I'm planning on keeping them in a pigeon 'house', with access to an enclosed aviary where they can fly without the predator problem. That won't be built for a while yet, which was why I was inquiring about clipping their wings.


----------



## lizz (May 3, 2008)

how nice of you to give the little ones a good home! and you have found THE right place for info. 

i would clip their flight feathers. ALL of my birds flights are clipped, pigeons and parrots alike, especially since i was an idiot, and let one of them grow his flights out...and guess what? he went missing almost a month ago. it's like having a child go missing. still just tears my heart out. it's like trimming long fingernails, not a big deal. i usually extend the wing, and take the first five flights down by a few inches. but know this - the little buggers are smart, determined, and darn good flyers, so don't think they can't get juuuuust enough lift to get themselves into trouble. i actually think i have some photos of one of birds post-clipping, that i could email to you if you want.

anyway - my pigeons and parrots all eat roudybush, which is a pelleted food [read 'way more expensive'] and they get other stuff added in to that, wild bird seed, safflower seeds, rice, chopped almonds, chopped peanuts - there are loooooads of different things you can and should feed them. i've even known some racing folks to feed greens to their birds, although mine continue to look at whatever leafy things i put in their house as alien intruders.

•••••

_Short task 1_: In the pigeon-keeping thread, how does lizz usually clip a bird's wing?
The forum thread above has no connection to the rows that follow it.

•••••

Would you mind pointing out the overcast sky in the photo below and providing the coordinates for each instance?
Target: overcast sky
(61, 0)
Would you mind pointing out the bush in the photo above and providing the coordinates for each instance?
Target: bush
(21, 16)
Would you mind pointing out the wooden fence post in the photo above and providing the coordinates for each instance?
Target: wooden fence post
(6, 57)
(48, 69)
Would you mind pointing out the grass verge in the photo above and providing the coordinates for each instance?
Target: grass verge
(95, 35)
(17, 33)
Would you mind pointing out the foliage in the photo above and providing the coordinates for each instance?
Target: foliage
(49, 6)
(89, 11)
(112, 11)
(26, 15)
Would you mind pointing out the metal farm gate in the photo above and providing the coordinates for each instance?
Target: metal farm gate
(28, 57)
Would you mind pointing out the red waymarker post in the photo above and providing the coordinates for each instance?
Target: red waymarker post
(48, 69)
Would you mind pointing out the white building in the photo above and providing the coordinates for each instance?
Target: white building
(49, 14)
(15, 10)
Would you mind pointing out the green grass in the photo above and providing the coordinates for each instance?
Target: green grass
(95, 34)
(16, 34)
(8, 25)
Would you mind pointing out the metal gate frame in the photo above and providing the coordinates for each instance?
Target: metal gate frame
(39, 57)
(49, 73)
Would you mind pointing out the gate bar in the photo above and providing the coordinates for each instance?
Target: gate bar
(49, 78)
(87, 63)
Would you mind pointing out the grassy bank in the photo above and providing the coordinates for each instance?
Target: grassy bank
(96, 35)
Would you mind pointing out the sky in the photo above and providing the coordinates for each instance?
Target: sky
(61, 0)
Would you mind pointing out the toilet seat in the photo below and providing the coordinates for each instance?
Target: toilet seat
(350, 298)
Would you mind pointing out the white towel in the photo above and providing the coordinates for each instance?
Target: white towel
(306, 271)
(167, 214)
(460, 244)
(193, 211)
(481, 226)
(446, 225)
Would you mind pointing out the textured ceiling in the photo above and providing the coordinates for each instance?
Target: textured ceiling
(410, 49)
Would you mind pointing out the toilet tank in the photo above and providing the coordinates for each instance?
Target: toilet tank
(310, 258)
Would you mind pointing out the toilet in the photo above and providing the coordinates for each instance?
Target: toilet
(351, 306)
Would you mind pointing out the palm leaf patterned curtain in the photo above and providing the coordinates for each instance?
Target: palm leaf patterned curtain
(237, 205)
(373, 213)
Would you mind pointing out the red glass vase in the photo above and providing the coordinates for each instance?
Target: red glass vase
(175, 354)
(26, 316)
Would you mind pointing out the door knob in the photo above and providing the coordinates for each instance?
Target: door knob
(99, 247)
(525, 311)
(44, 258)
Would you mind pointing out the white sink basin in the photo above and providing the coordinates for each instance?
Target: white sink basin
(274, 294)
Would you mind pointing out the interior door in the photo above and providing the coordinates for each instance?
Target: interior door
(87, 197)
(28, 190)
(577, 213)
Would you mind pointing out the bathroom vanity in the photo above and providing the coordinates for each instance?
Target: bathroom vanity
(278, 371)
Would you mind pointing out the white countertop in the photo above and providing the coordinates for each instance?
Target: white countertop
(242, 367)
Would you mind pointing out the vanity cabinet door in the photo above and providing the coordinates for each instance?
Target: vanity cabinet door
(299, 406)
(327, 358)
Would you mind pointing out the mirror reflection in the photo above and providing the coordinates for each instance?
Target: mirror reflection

•••••

_Short task 2_: Write out the rows again from the line containing "Would you mind pointing out the interior" through the end of the rows, both ends included, keeping the requests. Multiply every coordinate by 1.4 and round to whole numbers, with halves rounded up.

_Complete output 1_: She extends the wing and takes the first five flight feathers down by a few inches.

_Complete output 2_:
Would you mind pointing out the interior door in the photo above and providing the coordinates for each instance?
Target: interior door
(122, 276)
(39, 266)
(808, 298)
Would you mind pointing out the bathroom vanity in the photo above and providing the coordinates for each instance?
Target: bathroom vanity
(389, 519)
Would you mind pointing out the white countertop in the photo above and providing the coordinates for each instance?
Target: white countertop
(339, 514)
Would you mind pointing out the vanity cabinet door in the photo above and providing the coordinates for each instance?
Target: vanity cabinet door
(419, 568)
(458, 501)
Would you mind pointing out the mirror reflection in the photo above and providing the coordinates for each instance?
Target: mirror reflection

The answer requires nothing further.